Without changing a word, copy every line of the listing below and leave out the images.
━━━━━━━━
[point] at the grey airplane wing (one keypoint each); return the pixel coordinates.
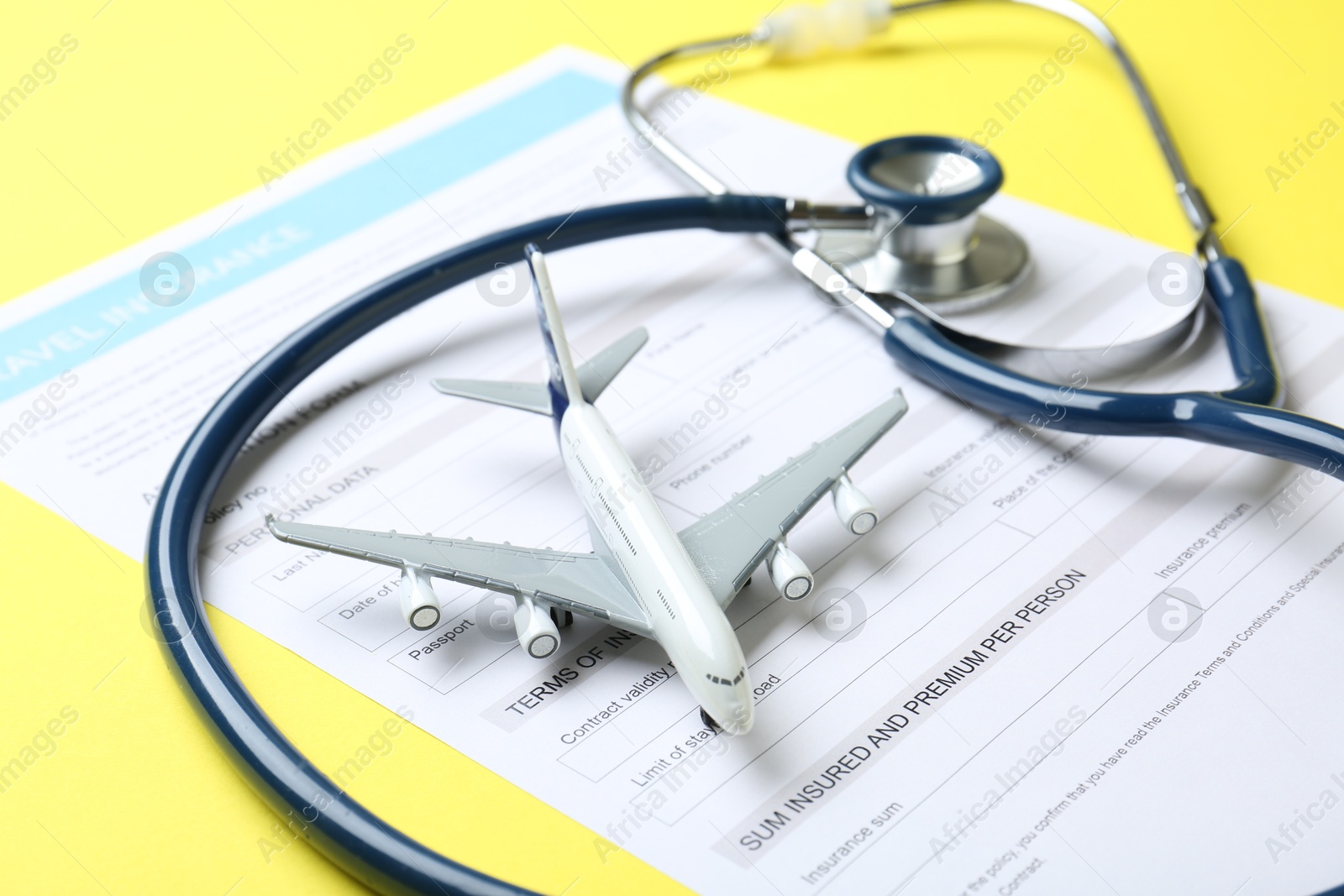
(578, 582)
(730, 543)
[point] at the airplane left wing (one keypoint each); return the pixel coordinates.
(578, 582)
(730, 543)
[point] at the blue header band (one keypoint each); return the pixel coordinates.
(37, 349)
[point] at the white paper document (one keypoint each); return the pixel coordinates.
(1061, 664)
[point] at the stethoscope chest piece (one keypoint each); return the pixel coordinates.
(931, 241)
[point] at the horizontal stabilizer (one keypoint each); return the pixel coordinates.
(524, 396)
(598, 372)
(593, 378)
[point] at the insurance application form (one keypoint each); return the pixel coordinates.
(1061, 664)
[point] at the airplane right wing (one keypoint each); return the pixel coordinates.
(730, 543)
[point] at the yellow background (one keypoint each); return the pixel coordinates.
(167, 109)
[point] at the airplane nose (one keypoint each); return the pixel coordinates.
(741, 716)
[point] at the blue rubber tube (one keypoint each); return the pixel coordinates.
(386, 859)
(1242, 418)
(347, 833)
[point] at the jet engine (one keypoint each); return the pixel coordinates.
(535, 631)
(420, 605)
(853, 508)
(790, 574)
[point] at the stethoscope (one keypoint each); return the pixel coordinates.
(927, 254)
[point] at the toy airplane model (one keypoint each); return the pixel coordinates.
(643, 577)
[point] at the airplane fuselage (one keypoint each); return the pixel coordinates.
(647, 551)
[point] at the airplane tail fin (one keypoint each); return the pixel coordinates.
(568, 383)
(564, 380)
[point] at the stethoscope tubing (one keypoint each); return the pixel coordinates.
(347, 833)
(1242, 417)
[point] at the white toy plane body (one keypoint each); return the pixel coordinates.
(643, 575)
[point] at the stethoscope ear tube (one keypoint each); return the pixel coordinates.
(309, 802)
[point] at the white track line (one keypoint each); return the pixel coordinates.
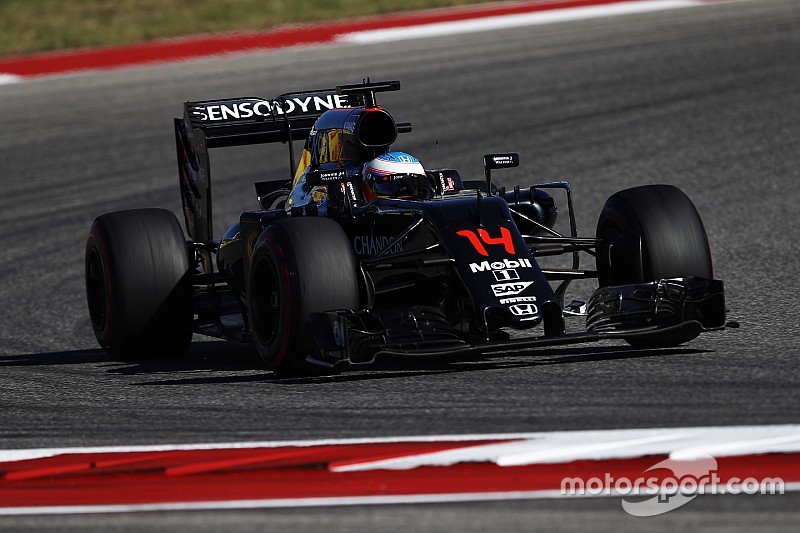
(514, 21)
(522, 448)
(8, 79)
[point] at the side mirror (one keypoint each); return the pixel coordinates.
(508, 160)
(491, 161)
(325, 177)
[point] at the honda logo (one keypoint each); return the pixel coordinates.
(523, 309)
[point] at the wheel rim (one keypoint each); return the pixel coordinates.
(266, 302)
(96, 290)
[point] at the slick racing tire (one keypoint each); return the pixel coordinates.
(137, 283)
(649, 233)
(299, 266)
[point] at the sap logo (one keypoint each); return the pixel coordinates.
(480, 237)
(510, 289)
(523, 309)
(517, 299)
(505, 264)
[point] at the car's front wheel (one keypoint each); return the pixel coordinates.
(650, 233)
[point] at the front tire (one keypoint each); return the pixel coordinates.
(137, 283)
(650, 233)
(299, 266)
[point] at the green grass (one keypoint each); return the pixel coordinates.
(30, 26)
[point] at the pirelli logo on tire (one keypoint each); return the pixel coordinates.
(523, 309)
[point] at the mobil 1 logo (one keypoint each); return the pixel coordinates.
(505, 270)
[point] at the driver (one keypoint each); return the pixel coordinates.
(396, 175)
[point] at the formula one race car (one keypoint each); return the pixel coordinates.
(363, 253)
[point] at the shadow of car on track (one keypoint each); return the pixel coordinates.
(228, 362)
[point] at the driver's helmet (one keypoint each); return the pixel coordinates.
(397, 175)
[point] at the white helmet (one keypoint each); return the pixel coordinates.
(397, 175)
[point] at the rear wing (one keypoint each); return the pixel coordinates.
(250, 120)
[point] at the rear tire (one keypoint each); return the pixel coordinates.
(650, 233)
(299, 266)
(137, 283)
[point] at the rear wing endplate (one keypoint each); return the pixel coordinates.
(250, 120)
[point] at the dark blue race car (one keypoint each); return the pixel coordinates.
(362, 253)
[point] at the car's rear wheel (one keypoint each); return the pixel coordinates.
(137, 283)
(299, 266)
(649, 233)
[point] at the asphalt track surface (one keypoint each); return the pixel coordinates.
(704, 98)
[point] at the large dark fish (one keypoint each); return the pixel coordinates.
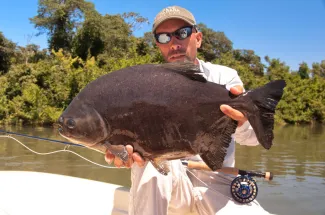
(167, 111)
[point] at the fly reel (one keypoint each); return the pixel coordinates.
(244, 189)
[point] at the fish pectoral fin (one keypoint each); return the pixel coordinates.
(187, 69)
(162, 166)
(118, 150)
(214, 151)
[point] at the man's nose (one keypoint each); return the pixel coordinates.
(175, 47)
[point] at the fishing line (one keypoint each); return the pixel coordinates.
━━━━━━━━
* **PROBLEM SOLUTION**:
[point] at the grey airplane wing (one keypoint each); return the pixel coordinates.
(578, 582)
(730, 543)
[point] at the airplane left wing (one keypoint each); return the pixel coordinates.
(578, 582)
(730, 543)
[point] at the blue header band (one keypoint each); return the pixel coordinates.
(37, 349)
[point] at the white paper document (one keypoint each); return the pixel coordinates.
(1061, 664)
[point] at the stethoscope chest piece (one keypoint each); return the pixel coordinates.
(931, 241)
[point] at the horizontal stabilizer (one keypoint each); return the pixel coordinates.
(524, 396)
(598, 372)
(593, 378)
[point] at the insurance application form (one keypoint each); return the pixel coordinates.
(1061, 664)
[point] at the airplane right wing (one keypoint each); return the pixel coordinates.
(730, 543)
[point] at the yellow background (one keypoint each); return the pixel coordinates.
(167, 109)
[point] at the airplane nose (one keypoint each); return the pixel coordinates.
(741, 716)
[point] at the blue rubber tube (one keypoint each); return the pixel coordinates.
(386, 859)
(1242, 418)
(347, 833)
[point] at the jet engine (one keypoint each); return the pixel coordinates.
(535, 631)
(420, 605)
(853, 508)
(790, 574)
[point] at the stethoscope (one keypoint each); return the pixel coordinates.
(927, 254)
[point] at the toy airplane model (one keypoint each); return the pixel coordinates.
(643, 577)
[point] at the airplane fuselage (one keypoint each); return the pixel coordinates.
(647, 551)
[point] at the airplane tail fin (one keypoint each); return the pixel coordinates.
(568, 383)
(564, 380)
[point] at the stethoscope tubing (one keypoint each); return the pixel coordinates.
(347, 833)
(1242, 417)
[point] at the white toy plane body (one keypoint each); return the pixel coordinates.
(643, 575)
[point] at the stethoscope ear tube (one keypoint each); return the pixel coordinates.
(309, 802)
[point] at the white track line (one keypoint each); return the pixel coordinates.
(514, 21)
(522, 448)
(8, 79)
[point] at the side mirror (one keypoint each); return the pixel coordinates.
(508, 160)
(491, 161)
(325, 177)
[point] at the honda logo (one keypoint each); return the pixel coordinates.
(523, 309)
[point] at the wheel rim (one keypoint each); return the pixel coordinates.
(266, 302)
(96, 290)
[point] at the slick racing tire (one keypoint each); return the pixel coordinates.
(137, 283)
(649, 233)
(299, 266)
[point] at the sap logo (one keypoint each); return the pixel coordinates.
(480, 237)
(510, 289)
(523, 309)
(517, 299)
(505, 264)
[point] at the car's front wheel (one keypoint each); return the pixel coordinates.
(650, 233)
[point] at the front tire (one keypoint each); return the pixel coordinates.
(137, 283)
(650, 233)
(299, 266)
[point] at the green grass (one keypoint each); return the pixel coordinates.
(30, 26)
[point] at the pirelli logo on tire (one keypoint each); return the pixel coordinates.
(523, 309)
[point] at the mobil 1 logo (one keypoint each); return the pixel coordinates.
(505, 270)
[point] at the driver (one keypoint each); return the pixel coordinates.
(396, 175)
[point] at the formula one race car (one keypoint each); return the pixel coordinates.
(363, 253)
[point] at the shadow of car on track (one keypoint each); return the pixel coordinates.
(228, 362)
[point] at the driver's helmet (one keypoint each); return the pixel coordinates.
(397, 175)
[point] at the white helmet (one keypoint each); return the pixel coordinates.
(397, 175)
[point] at the rear wing (one keypoint each); return the pixel coordinates.
(250, 120)
[point] at the rear tire (one keypoint each); return the pixel coordinates.
(650, 233)
(299, 266)
(137, 283)
[point] at the rear wing endplate (one keypoint each); return the pixel coordinates.
(250, 120)
[point] at the dark blue race car (one keypoint each); return the pixel coordinates.
(362, 253)
[point] at the car's rear wheel (one keypoint each); return the pixel coordinates.
(137, 283)
(299, 266)
(649, 233)
[point] at the asphalt track surface (one keypoint each); return the pixel coordinates.
(704, 98)
[point] at the large dark fish (one keypoint each); return the pixel coordinates.
(167, 111)
[point] at the fly reel (one keypoint each); return the pixel coordinates.
(244, 189)
[point] at the fish pectoral fin (one keypoint each); return the pixel coordinates.
(187, 69)
(162, 166)
(118, 150)
(214, 151)
[point] at the man's nose (one keypoint each); return the pixel coordinates.
(175, 47)
[point] at the fishing line (one keypoint each); return the pixel coordinates.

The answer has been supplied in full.